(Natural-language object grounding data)
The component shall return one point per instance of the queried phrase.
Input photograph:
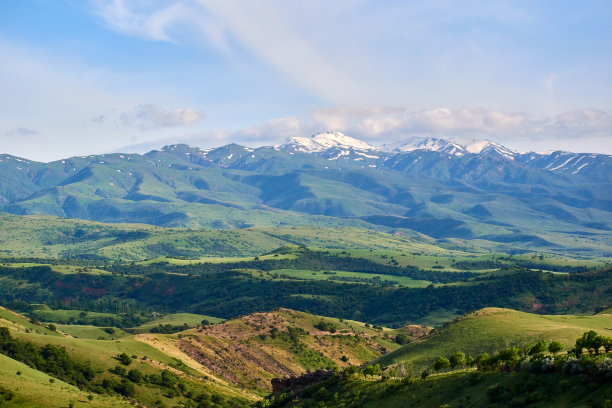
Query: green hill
(226, 364)
(492, 329)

## Exercise objective
With the images excluded, output every record verbatim.

## Solution to this task
The component shall return one point per instance of the queried phrase.
Input photograph:
Query: green hill
(226, 364)
(492, 329)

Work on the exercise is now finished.